> Data to process

____________________

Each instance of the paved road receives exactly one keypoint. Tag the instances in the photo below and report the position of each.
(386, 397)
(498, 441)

____________________

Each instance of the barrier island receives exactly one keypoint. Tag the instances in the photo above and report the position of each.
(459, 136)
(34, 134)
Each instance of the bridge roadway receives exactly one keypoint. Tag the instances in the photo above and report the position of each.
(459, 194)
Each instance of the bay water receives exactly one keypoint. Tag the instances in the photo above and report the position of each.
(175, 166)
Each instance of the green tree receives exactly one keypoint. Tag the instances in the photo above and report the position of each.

____________________

> Instructions to follow
Would you print exactly, and only, the lines of the data above from the line with "Each instance of the bay" through the line with "Each instance of the green", inclusive?

> Exercise result
Each instance of the bay water receives exactly one keypoint. Tag the instances in the photo above and report the position of each.
(175, 166)
Each instance of the green tree receives exactly one keypoint. Tag the instances in the photo above and report the position of each.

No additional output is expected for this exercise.